PROBLEM DETAILS
Images embedded in the records are excluded; print everything else exactly as given.

====================

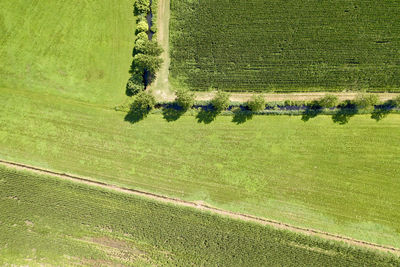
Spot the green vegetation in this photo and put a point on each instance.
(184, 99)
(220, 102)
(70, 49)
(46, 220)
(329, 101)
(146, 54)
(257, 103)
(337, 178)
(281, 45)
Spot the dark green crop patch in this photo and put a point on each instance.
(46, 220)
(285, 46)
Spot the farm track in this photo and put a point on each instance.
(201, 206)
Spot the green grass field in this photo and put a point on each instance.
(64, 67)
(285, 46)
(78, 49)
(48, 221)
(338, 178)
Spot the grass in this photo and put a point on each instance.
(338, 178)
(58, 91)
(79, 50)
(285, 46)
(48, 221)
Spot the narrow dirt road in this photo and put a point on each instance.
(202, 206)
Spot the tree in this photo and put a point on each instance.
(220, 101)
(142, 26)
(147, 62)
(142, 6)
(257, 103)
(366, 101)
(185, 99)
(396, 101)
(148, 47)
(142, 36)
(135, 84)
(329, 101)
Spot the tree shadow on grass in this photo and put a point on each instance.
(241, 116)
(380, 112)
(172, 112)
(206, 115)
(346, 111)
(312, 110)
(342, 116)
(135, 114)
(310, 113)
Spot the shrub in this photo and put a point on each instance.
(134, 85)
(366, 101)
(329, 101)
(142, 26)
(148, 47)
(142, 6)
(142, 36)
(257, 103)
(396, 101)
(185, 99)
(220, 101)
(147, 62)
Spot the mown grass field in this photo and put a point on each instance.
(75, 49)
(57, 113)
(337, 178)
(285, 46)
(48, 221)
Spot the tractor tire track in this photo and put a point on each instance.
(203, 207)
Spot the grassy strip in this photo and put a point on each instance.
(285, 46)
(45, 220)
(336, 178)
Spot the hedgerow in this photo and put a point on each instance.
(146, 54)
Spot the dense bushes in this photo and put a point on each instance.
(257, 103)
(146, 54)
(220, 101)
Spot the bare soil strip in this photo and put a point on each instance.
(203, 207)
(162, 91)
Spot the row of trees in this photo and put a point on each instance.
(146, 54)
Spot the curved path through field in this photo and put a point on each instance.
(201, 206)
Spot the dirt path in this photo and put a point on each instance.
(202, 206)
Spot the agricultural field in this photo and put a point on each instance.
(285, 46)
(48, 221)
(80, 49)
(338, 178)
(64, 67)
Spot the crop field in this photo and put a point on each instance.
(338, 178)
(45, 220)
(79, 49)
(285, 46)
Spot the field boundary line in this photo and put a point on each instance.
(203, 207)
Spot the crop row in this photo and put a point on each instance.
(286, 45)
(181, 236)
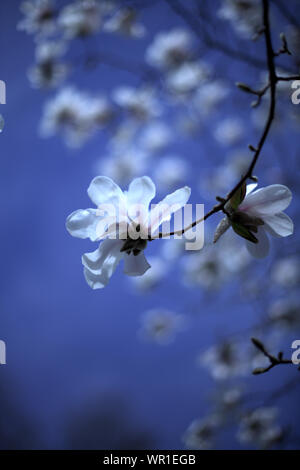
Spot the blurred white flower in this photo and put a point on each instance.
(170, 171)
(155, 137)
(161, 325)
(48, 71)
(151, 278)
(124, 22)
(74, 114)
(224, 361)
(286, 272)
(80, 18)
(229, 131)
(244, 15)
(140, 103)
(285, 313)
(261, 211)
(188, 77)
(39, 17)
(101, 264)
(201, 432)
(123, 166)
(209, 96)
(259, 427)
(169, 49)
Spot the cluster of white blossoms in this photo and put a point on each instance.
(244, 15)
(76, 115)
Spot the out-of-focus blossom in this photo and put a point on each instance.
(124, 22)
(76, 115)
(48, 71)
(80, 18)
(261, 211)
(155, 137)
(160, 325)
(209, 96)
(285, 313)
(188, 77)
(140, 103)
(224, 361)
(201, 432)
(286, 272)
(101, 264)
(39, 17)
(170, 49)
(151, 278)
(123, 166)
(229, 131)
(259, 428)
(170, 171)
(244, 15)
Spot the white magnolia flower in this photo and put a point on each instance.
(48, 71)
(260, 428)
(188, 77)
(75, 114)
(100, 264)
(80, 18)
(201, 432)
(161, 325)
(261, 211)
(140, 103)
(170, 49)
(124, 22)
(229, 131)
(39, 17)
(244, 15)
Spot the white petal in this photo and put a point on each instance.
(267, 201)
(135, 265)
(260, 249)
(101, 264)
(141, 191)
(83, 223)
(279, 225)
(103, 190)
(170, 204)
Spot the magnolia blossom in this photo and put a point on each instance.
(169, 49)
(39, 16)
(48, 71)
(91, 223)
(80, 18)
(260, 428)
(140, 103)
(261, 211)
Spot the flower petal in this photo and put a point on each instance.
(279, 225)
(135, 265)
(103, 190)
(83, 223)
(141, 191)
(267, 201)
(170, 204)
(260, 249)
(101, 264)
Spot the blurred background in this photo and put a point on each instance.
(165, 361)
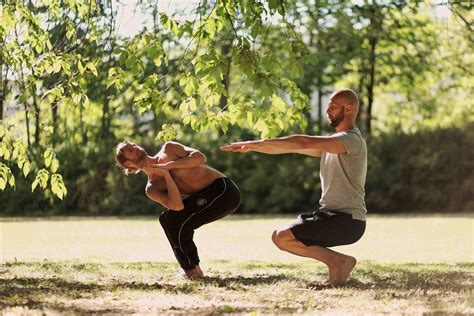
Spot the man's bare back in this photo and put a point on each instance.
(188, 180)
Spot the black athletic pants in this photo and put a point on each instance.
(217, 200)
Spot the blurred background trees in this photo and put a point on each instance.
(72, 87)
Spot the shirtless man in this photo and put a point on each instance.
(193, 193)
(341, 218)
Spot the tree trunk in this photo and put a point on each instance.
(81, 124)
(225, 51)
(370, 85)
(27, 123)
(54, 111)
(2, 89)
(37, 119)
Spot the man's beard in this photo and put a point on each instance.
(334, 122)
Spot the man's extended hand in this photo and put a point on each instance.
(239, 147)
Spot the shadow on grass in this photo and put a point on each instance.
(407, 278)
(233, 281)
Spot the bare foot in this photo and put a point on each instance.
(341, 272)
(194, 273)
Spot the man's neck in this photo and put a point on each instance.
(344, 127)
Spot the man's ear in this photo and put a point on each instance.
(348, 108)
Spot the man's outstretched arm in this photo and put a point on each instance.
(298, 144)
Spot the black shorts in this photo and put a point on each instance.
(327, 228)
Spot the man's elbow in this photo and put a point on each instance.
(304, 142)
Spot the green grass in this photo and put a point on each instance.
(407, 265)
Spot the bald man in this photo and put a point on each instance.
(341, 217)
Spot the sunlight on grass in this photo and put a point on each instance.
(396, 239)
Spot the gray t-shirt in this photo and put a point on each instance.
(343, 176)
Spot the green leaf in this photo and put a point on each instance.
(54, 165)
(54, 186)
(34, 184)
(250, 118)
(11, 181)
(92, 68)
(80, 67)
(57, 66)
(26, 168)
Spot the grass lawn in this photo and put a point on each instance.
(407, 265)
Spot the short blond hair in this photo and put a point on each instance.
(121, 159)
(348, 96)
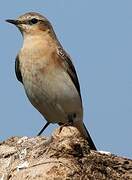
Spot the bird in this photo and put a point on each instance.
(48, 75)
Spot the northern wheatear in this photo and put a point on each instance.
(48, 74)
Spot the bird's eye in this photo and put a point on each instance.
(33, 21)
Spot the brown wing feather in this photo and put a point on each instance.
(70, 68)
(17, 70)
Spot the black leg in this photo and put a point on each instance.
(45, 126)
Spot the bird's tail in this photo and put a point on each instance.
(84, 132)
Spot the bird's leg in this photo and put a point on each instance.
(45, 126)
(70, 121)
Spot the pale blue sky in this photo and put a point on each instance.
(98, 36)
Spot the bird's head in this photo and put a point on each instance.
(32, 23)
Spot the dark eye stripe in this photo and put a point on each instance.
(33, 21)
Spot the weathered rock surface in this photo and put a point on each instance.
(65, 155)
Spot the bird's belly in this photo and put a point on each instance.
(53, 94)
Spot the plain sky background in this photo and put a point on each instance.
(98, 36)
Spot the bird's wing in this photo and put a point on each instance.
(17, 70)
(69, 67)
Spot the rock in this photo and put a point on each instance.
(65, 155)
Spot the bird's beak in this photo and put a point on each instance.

====================

RESULT
Spot the green vegetation in this photo and put a point on each instance.
(184, 99)
(220, 102)
(70, 49)
(46, 220)
(329, 101)
(146, 54)
(257, 103)
(337, 178)
(281, 45)
Spot the dark green crop patch in this photo and put a point on each instance.
(46, 220)
(285, 46)
Spot the farm track in this photo and put a point on each instance.
(201, 206)
Spot the green grass field in this photo and put a point on each instance.
(64, 67)
(285, 46)
(78, 49)
(48, 221)
(338, 178)
Spot the grass in this photo and put a point on each instance.
(338, 178)
(58, 91)
(79, 50)
(285, 46)
(48, 221)
Spot the narrow dirt road in this photo and put a point on each instance.
(202, 206)
Spot the tree in this photo and put a point on each instance.
(220, 101)
(142, 26)
(147, 62)
(142, 6)
(257, 103)
(366, 101)
(185, 99)
(396, 101)
(148, 47)
(142, 36)
(135, 84)
(329, 101)
Spot the tree shadow on grass in this photo and put a point on each instance.
(241, 116)
(380, 112)
(172, 112)
(206, 115)
(346, 111)
(312, 110)
(342, 116)
(135, 114)
(310, 113)
Spot the shrub in this photo and put a point on each instance.
(134, 85)
(366, 101)
(329, 101)
(142, 26)
(148, 47)
(142, 6)
(142, 36)
(257, 103)
(396, 101)
(185, 99)
(220, 101)
(147, 62)
Spot the mown grass field in this photo and put a point on each instance.
(75, 49)
(57, 113)
(337, 178)
(285, 46)
(48, 221)
Spot the tractor tire track in this photo and put a point on each instance.
(203, 207)
Spot the grassy strip in this photo and put a point on each instance.
(285, 46)
(45, 220)
(336, 178)
Spot the hedgerow in this photo and put a point on each instance.
(146, 54)
Spot the dense bushes in this photo and put a point on each instance.
(257, 103)
(146, 54)
(220, 101)
Spot the bare soil strip in this photo and put a point on each instance.
(203, 207)
(162, 91)
Spot the row of trees in this photo and put a point on each instance.
(146, 54)
Spot the curved path through field in this photo and put a point on each instance.
(201, 206)
Spot the dirt path in this photo and put a point on each instance.
(202, 206)
Spot the agricultural field in this photo and put a point on each instance.
(285, 46)
(48, 221)
(80, 49)
(338, 178)
(64, 67)
Spot the crop field in this photo and put a point on each instance.
(338, 178)
(45, 220)
(79, 49)
(285, 46)
Spot the field boundary line in this photo and put a point on each instance.
(203, 207)
Spot the crop row in this photo and put a point on each instance.
(286, 45)
(181, 236)
Spot the blurred white flower in this photo and put a point on each instance.
(170, 171)
(155, 137)
(161, 325)
(48, 71)
(151, 278)
(124, 22)
(74, 114)
(224, 361)
(286, 272)
(80, 18)
(229, 131)
(244, 15)
(140, 103)
(285, 313)
(261, 211)
(188, 77)
(39, 17)
(101, 264)
(201, 432)
(123, 166)
(209, 96)
(259, 427)
(169, 49)
Spot the cluster of white blossoms in this photo and put a point on each instance.
(244, 15)
(76, 115)
Spot the out-of-focus blossom in this photo and put a point on each instance.
(124, 22)
(76, 115)
(48, 71)
(80, 18)
(261, 211)
(155, 137)
(160, 325)
(209, 96)
(285, 313)
(188, 77)
(140, 103)
(224, 361)
(201, 432)
(286, 272)
(101, 264)
(39, 17)
(170, 49)
(151, 278)
(123, 166)
(229, 131)
(259, 428)
(170, 171)
(244, 15)
Spot the white magnolia flower in this photo and put a point on each instance.
(48, 71)
(260, 428)
(188, 77)
(75, 114)
(100, 264)
(80, 18)
(201, 432)
(161, 325)
(261, 211)
(140, 103)
(170, 49)
(124, 22)
(229, 131)
(39, 17)
(244, 15)
Spot the white petal in this photo and put a point on each instance.
(267, 201)
(135, 265)
(260, 249)
(101, 264)
(141, 191)
(83, 223)
(279, 225)
(103, 190)
(170, 204)
Spot the magnolia blossom in this photo and put a point on each instance.
(169, 49)
(39, 16)
(48, 71)
(91, 223)
(80, 18)
(260, 428)
(140, 103)
(261, 211)
Spot the flower petal in this photo and put a point on each instance.
(279, 225)
(135, 265)
(103, 190)
(83, 223)
(141, 191)
(267, 201)
(170, 204)
(260, 249)
(101, 264)
Spot the blurred background in this photo and put a point on each instance.
(165, 361)
Spot the man's bare back in this photo and put a point on each instance.
(188, 180)
Spot the black athletic pants in this photo and put a point on each instance.
(217, 200)
Spot the blurred background trees in this photo and put a point on each instance.
(72, 87)
Spot the shirtless man in this photo and put a point on each instance.
(193, 193)
(341, 218)
Spot the tree trunk in this photo and put a point on each instance.
(81, 124)
(225, 51)
(370, 85)
(27, 123)
(54, 111)
(2, 89)
(37, 119)
Spot the man's beard in this photo and put a point on each instance.
(334, 122)
Spot the man's extended hand in this photo and put a point on each instance.
(239, 147)
Spot the shadow on grass in this photo and put a point on each instance.
(407, 278)
(233, 281)
Spot the bare foot in this photo and put a point on each instance.
(341, 272)
(194, 273)
Spot the man's neck in this photo and put a point on each instance.
(344, 127)
Spot the man's ear in this photo and put a point on each instance.
(348, 108)
Spot the man's outstretched arm in this photo and put a point on each instance.
(298, 144)
Spot the black shorts in this photo and put a point on each instance.
(327, 228)
Spot the man's elbow in this photo and put a point on each instance.
(304, 142)
Spot the green grass in this photo and put a point on each instance.
(407, 265)
Spot the bald man in this photo and put a point on each instance.
(341, 217)
Spot the sunlight on grass in this photo and put a point on each instance.
(396, 239)
Spot the gray t-shirt in this photo and put a point on each instance.
(343, 176)
Spot the green leaf in this photo and put a point on each instance.
(54, 165)
(54, 186)
(34, 184)
(250, 118)
(11, 181)
(92, 68)
(80, 67)
(57, 66)
(26, 168)
Spot the grass lawn in this photo and put a point on each instance.
(407, 265)
Spot the short blond hair in this photo and put a point on each instance.
(121, 159)
(348, 96)
Spot the bird in this photo and put a point on each instance.
(48, 75)
Spot the northern wheatear in this photo and put a point on each instance.
(48, 74)
Spot the bird's eye in this photo and put a point on each instance.
(33, 21)
Spot the brown wing feather in this photo and put a point on each instance.
(70, 68)
(17, 70)
Spot the black leg in this photo and put a point on each instance.
(45, 126)
Spot the bird's tail in this photo and put a point on each instance.
(84, 132)
Spot the bird's leg in this photo and put a point on each instance.
(45, 126)
(70, 121)
Spot the pale blue sky in this photo and put a point on each instance.
(98, 36)
Spot the bird's head in this photo and put a point on each instance.
(32, 23)
Spot the dark eye stripe in this photo and put a point on each instance.
(33, 21)
Spot the weathered rock surface in this photo and put a point on each instance.
(65, 155)
Spot the bird's belly in this photo and put a point on each instance.
(53, 94)
Spot the plain sky background in this photo and put a point on each instance.
(98, 36)
Spot the bird's wing in this photo and put a point on each instance.
(17, 70)
(69, 67)
Spot the rock in this photo and put a point on each instance.
(65, 155)
Spot the bird's beak in this photo and put a point on each instance.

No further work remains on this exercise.